⟨
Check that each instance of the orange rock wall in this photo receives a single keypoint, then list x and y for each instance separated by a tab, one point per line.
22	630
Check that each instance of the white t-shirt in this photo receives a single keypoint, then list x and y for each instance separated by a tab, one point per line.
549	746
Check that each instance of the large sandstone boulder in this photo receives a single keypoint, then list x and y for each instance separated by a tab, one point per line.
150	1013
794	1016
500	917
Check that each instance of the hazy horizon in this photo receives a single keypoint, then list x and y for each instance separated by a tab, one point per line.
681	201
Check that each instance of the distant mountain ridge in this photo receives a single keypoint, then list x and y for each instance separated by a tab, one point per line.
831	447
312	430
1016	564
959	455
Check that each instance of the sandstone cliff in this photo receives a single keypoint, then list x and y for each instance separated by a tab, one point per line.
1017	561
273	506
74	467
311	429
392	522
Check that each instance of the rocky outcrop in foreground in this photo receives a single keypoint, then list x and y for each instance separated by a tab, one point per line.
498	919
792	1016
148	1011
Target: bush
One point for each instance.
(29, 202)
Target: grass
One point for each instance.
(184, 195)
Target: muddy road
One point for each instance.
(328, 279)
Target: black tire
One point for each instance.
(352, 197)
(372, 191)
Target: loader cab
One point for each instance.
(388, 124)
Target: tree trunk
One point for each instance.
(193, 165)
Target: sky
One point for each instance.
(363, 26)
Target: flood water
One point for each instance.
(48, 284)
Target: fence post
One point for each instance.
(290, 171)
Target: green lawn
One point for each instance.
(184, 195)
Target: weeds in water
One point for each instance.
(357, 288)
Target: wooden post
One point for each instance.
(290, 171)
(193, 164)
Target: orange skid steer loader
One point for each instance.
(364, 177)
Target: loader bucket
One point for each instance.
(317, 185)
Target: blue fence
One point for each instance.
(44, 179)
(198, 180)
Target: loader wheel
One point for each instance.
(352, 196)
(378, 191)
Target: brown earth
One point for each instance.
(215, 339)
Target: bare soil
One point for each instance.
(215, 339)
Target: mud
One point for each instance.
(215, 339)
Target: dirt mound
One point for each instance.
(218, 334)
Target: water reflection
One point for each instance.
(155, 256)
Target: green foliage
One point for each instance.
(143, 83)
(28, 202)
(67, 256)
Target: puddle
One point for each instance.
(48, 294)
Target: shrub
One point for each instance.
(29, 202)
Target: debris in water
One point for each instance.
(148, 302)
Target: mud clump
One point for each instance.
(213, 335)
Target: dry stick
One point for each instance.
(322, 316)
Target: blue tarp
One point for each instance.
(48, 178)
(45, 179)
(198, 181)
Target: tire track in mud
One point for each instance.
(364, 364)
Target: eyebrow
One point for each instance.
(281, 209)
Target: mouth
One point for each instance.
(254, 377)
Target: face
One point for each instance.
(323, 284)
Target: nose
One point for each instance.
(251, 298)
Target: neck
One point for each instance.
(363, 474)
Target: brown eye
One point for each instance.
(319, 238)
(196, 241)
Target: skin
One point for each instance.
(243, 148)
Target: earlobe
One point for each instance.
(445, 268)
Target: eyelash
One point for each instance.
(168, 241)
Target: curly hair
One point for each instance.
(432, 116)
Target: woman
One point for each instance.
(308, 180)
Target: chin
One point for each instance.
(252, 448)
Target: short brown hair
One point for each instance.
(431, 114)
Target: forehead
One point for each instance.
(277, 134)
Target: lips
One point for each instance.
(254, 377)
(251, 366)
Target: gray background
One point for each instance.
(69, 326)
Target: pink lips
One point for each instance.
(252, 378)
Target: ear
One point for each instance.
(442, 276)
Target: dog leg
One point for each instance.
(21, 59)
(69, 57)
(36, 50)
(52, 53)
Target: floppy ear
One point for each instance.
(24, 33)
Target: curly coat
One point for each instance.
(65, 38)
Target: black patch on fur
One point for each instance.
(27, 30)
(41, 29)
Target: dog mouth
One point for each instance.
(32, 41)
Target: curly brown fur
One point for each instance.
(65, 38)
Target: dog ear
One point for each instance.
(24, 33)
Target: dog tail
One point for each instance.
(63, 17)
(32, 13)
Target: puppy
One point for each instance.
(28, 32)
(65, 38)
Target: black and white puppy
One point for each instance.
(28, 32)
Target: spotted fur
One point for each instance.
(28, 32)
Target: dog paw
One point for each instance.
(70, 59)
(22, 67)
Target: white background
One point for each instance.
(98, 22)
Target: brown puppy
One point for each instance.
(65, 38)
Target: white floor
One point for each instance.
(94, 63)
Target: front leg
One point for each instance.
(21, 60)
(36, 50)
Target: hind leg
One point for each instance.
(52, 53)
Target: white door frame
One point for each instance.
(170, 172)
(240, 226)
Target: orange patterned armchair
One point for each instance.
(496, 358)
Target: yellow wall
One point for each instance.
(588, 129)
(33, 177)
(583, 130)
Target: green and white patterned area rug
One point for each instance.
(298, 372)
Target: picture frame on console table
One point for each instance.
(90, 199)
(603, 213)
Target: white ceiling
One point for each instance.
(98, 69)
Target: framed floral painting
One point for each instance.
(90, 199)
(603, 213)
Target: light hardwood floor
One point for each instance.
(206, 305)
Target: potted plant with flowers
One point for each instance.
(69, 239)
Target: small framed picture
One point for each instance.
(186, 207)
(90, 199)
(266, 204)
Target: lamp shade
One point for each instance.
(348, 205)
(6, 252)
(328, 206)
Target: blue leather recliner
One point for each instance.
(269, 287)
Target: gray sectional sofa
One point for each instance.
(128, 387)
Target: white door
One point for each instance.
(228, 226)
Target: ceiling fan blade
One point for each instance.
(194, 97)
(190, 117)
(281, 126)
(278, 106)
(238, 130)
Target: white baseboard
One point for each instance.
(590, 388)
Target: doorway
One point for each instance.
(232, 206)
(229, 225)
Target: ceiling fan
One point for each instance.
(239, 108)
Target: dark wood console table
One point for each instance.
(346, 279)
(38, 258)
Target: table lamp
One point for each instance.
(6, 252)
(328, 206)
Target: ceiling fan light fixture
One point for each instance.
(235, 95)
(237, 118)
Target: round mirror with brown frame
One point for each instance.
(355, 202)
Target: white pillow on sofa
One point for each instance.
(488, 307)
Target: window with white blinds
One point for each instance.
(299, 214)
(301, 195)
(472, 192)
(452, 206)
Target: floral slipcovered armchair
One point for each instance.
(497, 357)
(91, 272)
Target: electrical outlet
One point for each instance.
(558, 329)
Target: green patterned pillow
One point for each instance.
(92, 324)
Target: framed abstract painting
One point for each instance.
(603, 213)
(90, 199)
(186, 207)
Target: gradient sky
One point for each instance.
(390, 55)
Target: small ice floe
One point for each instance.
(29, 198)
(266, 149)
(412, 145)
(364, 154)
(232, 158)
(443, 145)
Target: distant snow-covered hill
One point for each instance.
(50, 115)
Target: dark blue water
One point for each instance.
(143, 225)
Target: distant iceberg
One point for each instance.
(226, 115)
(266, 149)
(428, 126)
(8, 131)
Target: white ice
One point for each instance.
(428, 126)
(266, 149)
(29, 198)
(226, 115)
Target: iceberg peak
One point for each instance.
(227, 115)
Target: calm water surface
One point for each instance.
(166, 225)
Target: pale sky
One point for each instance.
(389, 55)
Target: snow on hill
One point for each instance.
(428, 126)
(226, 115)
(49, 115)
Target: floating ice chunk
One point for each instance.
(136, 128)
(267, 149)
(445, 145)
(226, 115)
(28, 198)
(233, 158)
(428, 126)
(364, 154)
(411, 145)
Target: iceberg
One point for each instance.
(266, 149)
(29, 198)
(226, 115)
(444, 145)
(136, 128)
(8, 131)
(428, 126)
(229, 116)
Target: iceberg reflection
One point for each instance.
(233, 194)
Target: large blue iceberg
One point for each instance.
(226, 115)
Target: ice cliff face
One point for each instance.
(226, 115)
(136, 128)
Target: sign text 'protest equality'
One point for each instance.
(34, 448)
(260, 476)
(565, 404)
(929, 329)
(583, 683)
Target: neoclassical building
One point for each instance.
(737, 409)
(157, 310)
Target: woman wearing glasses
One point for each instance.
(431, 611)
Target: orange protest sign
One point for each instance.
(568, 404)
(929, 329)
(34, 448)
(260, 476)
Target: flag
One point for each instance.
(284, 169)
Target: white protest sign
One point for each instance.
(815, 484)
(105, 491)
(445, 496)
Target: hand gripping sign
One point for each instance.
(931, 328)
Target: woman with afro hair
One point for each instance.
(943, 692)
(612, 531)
⟩
■ Set task
Reproduce the final stretch of the data above: every line from the one holding "Target: gradient sky" through the end, inclusive, exactly as written and nothing else.

■ Response to this task
Target: gradient sky
One point for each instance.
(390, 55)
Target: small ice floe
One point for each instance.
(29, 198)
(266, 149)
(412, 145)
(364, 154)
(232, 158)
(443, 145)
Target: distant snow-covered hill
One point for each instance.
(50, 115)
Target: dark blue water
One point for each instance.
(143, 225)
Target: distant iceberg
One point for each instance.
(226, 115)
(266, 149)
(428, 126)
(8, 131)
Target: white ice
One point for each instance.
(428, 126)
(266, 149)
(29, 198)
(226, 115)
Target: iceberg peak
One point for each instance.
(227, 115)
Target: calm water surface
One point for each instance.
(166, 225)
Target: pale sky
One point for each instance.
(389, 55)
Target: snow on hill
One point for each instance.
(428, 126)
(226, 115)
(49, 115)
Target: floating ice chunk
One point for each instance.
(136, 128)
(267, 149)
(445, 145)
(226, 115)
(28, 198)
(233, 158)
(428, 126)
(364, 154)
(411, 145)
Target: iceberg
One point for each instance.
(266, 149)
(29, 198)
(226, 115)
(444, 145)
(136, 128)
(8, 131)
(428, 126)
(229, 116)
Target: iceberg reflection
One point for each instance.
(233, 194)
Target: large blue iceberg
One point for each instance.
(226, 115)
Target: ice cliff face
One point for each instance.
(226, 115)
(136, 128)
Target: sign text 'protest equality'
One point for each instance.
(34, 448)
(260, 476)
(565, 404)
(929, 329)
(583, 683)
Target: neoclassical building
One point for each instance.
(737, 409)
(157, 310)
Target: woman wearing glasses
One point for each instance.
(431, 611)
Target: orange protest sign
One point for each instance.
(568, 404)
(929, 329)
(34, 448)
(260, 476)
Target: flag
One point for each instance.
(284, 169)
Target: white protest sign
One point for each instance.
(815, 484)
(105, 491)
(445, 496)
Target: hand gripping sign
One point for each instance.
(931, 328)
Target: woman with afro hair
One point for each instance.
(943, 692)
(612, 531)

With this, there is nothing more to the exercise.